** Task set **
1) According to the announcement of George Dyson's book talk, how much memory did the group led by John von Neumann use?
2) Carry on the announcement of George Dyson's book talk from its final sentence.

** Excerpted passage **
************

George Dyson

discusses

Turing's Cathedral:
The Origins of the Digital Universe

$5 tickets on sale now

Date

Mar
20
Tuesday
March 20, 2012
6:00 PM

Location

Brattle Theatre
40 Brattle St.
Cambridge, MA 02138

Tickets

$5.00 - On Sale Now

Harvard Book Store is pleased to welcome science historian GEORGE DYSON for a discussion of his new book, Turing's Cathedral: The Origins of the Digital Universe.

“It is possible to invent a single machine which can be used to compute any computable sequence,” twenty-four-year-old Alan Turing announced in 1936. In Turing’s Cathedral, George Dyson focuses on a small group of men and women, led by John von Neumann at the Institute for Advanced Study in Princeton, New Jersey, who built one of the first computers to realize Alan Turing’s vision of a Universal Machine. Their work would break the distinction between numbers that mean things and numbers that do things—and our universe would never be the same.
 
Using five kilobytes of memory (the amount allocated to displaying the cursor on a computer desktop of today), they achieved unprecedented success in both weather prediction and nuclear weapons design, while tackling, in their spare time, problems ranging from the evolution of viruses to the evolution of stars.

************

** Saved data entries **
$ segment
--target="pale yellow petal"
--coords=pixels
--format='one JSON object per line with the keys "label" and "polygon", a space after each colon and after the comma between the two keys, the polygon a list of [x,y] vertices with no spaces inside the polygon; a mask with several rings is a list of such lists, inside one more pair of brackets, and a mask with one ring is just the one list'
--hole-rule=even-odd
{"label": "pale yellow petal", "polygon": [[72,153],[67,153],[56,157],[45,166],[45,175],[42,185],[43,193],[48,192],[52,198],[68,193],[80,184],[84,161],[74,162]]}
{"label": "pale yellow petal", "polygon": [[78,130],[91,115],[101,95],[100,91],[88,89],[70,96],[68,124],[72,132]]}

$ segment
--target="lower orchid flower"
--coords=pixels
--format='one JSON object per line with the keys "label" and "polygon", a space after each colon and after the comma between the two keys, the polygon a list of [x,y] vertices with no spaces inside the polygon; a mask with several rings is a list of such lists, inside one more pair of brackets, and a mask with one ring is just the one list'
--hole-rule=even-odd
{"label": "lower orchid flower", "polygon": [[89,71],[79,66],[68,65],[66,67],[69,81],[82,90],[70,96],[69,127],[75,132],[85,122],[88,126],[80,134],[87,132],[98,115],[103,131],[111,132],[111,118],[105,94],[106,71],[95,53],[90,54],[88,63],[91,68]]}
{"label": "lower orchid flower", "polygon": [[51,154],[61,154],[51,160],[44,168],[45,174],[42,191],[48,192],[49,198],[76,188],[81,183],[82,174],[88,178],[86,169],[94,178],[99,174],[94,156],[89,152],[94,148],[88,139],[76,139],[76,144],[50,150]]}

************

** Written responses **
1) Five kilobytes.

2)
 
Dyson’s account, both historic and prophetic, sheds important new light on how the digital universe exploded in the aftermath of World War II. The proliferation of both codes and machines was paralleled by two historic developments: the decoding of self-replicating sequences in biology and the invention of the hydrogen bomb. It’s no coincidence that the most destructive and the most constructive of human inventions appeared at exactly the same time.
 
How did code take over the world? In retracing how Alan Turing’s one-dimensional model became John von Neumann’s two-dimensional implementation, Turing’s Cathedral offers a series of provocative suggestions as to where the digital universe, now fully three-dimensional, may be heading next.

George Dyson
George Dyson

George Dyson

George Dyson is a historian of technology whose publications broadly cover the evolution of technology in relation to the physical environment and the direction of society. He has written on wide topics that include the history of computing, the development of algorithms and intelligence, communication systems, space exploration, and the design of water craft. He is the author of Baidarka the Kayak, Darwin Among the Machines, and Project Orion: The Atomic Spaceship 1957-1965.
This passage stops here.